§ Brief:
Repeat the records exactly, minus the pictures.

§ Available records:
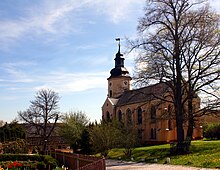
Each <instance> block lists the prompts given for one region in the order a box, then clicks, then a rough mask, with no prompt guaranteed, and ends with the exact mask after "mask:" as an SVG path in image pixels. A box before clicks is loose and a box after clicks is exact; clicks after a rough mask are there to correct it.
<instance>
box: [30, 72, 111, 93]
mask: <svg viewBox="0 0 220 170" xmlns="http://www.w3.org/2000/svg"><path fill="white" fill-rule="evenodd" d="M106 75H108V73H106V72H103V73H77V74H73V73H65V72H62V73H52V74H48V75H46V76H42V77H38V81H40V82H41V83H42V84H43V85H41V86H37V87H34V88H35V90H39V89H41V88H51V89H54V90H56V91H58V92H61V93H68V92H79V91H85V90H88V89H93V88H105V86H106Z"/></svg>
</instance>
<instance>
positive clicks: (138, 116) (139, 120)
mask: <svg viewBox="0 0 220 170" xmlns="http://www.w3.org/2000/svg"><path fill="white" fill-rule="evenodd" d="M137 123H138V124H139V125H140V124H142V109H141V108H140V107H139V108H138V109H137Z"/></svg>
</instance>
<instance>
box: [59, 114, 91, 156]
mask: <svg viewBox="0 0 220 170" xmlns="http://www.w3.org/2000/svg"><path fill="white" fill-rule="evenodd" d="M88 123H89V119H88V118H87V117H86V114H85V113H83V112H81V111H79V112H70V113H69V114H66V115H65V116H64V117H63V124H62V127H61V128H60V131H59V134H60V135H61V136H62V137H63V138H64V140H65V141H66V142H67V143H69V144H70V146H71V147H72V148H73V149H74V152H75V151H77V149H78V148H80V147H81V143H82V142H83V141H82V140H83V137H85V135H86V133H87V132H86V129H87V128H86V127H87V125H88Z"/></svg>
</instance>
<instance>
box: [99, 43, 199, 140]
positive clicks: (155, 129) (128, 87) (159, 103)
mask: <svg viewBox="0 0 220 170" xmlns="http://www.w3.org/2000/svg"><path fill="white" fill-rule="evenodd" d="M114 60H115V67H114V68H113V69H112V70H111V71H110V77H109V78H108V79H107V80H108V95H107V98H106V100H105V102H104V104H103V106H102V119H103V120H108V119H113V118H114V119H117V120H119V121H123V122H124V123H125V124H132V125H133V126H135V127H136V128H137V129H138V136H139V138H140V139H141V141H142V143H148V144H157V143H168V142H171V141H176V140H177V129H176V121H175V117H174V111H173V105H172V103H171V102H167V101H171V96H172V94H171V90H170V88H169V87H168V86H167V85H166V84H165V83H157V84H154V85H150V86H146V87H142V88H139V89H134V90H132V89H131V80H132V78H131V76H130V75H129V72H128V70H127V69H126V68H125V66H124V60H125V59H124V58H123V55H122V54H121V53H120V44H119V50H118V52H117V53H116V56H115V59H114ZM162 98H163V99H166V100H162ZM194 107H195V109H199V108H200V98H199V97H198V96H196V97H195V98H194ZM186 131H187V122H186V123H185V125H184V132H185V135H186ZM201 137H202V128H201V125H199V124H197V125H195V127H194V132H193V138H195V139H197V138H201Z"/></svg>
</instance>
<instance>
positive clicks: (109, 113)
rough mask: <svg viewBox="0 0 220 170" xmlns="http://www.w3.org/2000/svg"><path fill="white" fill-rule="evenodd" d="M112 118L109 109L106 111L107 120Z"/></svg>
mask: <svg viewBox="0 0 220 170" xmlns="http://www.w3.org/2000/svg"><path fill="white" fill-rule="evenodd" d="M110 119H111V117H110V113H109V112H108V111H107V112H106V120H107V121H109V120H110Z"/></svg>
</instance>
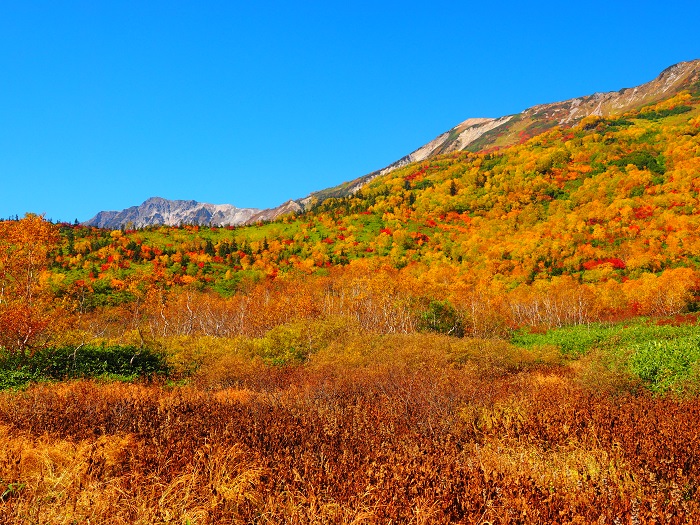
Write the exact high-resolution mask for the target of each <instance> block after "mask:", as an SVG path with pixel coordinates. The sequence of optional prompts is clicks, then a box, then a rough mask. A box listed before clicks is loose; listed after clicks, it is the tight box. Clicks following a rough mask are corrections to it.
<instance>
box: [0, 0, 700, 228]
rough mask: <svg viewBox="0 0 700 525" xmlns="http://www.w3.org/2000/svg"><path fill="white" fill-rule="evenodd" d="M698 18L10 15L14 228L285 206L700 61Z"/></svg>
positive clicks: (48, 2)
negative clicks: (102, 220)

§ Answer below:
Each <instance> block lists the prompts given for one region in the order a box, then clicks, then a rough mask, with no prompt guaranteed, and ends with the exact mask after "mask:" as an SVG path in image pixels. A box before clicks is loose and a box after clicks is exact; clicks after a rough mask are there to correct it.
<instance>
box: [30, 72, 111, 93]
mask: <svg viewBox="0 0 220 170" xmlns="http://www.w3.org/2000/svg"><path fill="white" fill-rule="evenodd" d="M106 75H108V73H106V72H103V73H77V74H73V73H65V72H62V73H52V74H48V75H46V76H42V77H38V81H40V82H41V83H42V84H43V85H41V86H37V87H34V88H35V90H39V89H41V88H51V89H54V90H56V91H58V92H61V93H68V92H79V91H85V90H88V89H93V88H105V86H106Z"/></svg>
</instance>
<instance>
positive clicks: (138, 116) (139, 120)
mask: <svg viewBox="0 0 220 170" xmlns="http://www.w3.org/2000/svg"><path fill="white" fill-rule="evenodd" d="M137 123H138V124H139V125H140V124H142V109H141V108H140V107H139V108H138V109H137Z"/></svg>
</instance>
<instance>
box: [59, 114, 91, 156]
mask: <svg viewBox="0 0 220 170" xmlns="http://www.w3.org/2000/svg"><path fill="white" fill-rule="evenodd" d="M88 123H89V119H88V118H87V117H86V114H85V113H83V112H81V111H79V112H70V113H69V114H66V115H65V116H64V117H63V124H62V127H61V128H60V131H59V134H60V135H61V136H62V137H63V138H64V140H65V141H66V142H67V143H69V144H70V146H71V147H72V148H73V149H74V152H75V151H77V149H78V148H80V147H81V143H82V142H83V141H82V140H83V137H85V135H86V133H87V132H86V129H87V128H86V127H87V125H88Z"/></svg>
</instance>
<instance>
box: [99, 43, 199, 140]
positive clicks: (155, 129) (128, 87) (159, 103)
mask: <svg viewBox="0 0 220 170" xmlns="http://www.w3.org/2000/svg"><path fill="white" fill-rule="evenodd" d="M114 60H115V67H114V68H113V69H112V70H111V71H110V77H109V78H108V79H107V80H108V95H107V98H106V100H105V102H104V104H103V106H102V119H103V120H108V119H113V118H114V119H117V120H119V121H123V122H124V123H125V124H132V125H133V126H135V127H136V128H137V129H138V136H139V138H140V139H141V141H142V143H148V144H157V143H168V142H171V141H176V140H177V129H176V121H175V117H174V111H173V105H172V103H171V102H167V101H171V96H172V94H171V90H170V88H169V87H168V86H167V85H166V84H165V83H157V84H154V85H150V86H146V87H142V88H139V89H134V90H132V89H131V80H132V78H131V76H130V75H129V72H128V70H127V69H126V68H125V66H124V60H125V59H124V58H123V55H122V54H121V53H120V44H119V50H118V52H117V53H116V56H115V59H114ZM162 98H163V99H166V100H162ZM194 107H195V109H199V108H200V98H199V97H198V96H196V97H195V98H194ZM186 131H187V122H186V123H185V125H184V132H185V135H186ZM201 137H202V128H201V125H199V124H197V125H195V127H194V132H193V138H195V139H197V138H201Z"/></svg>
</instance>
<instance>
positive clicks: (109, 113)
rough mask: <svg viewBox="0 0 220 170" xmlns="http://www.w3.org/2000/svg"><path fill="white" fill-rule="evenodd" d="M112 118L109 109L106 111L107 120Z"/></svg>
mask: <svg viewBox="0 0 220 170" xmlns="http://www.w3.org/2000/svg"><path fill="white" fill-rule="evenodd" d="M110 119H111V117H110V113H109V112H108V111H107V112H106V120H107V121H109V120H110Z"/></svg>
</instance>
Write the exact high-resolution mask for the target of each <instance> block after "mask:", as an SVG path with pixel coordinates. The sequence of optional prompts is clicks, then a box, then a rough mask. A box listed before clicks is loose; listed after clicks, it is the tight box. Clicks following a rough mask are corrections to it.
<instance>
box: [0, 0, 700, 228]
rough mask: <svg viewBox="0 0 700 525" xmlns="http://www.w3.org/2000/svg"><path fill="white" fill-rule="evenodd" d="M698 18L10 15L14 228L285 206L700 61Z"/></svg>
positive clicks: (48, 2)
negative clicks: (102, 220)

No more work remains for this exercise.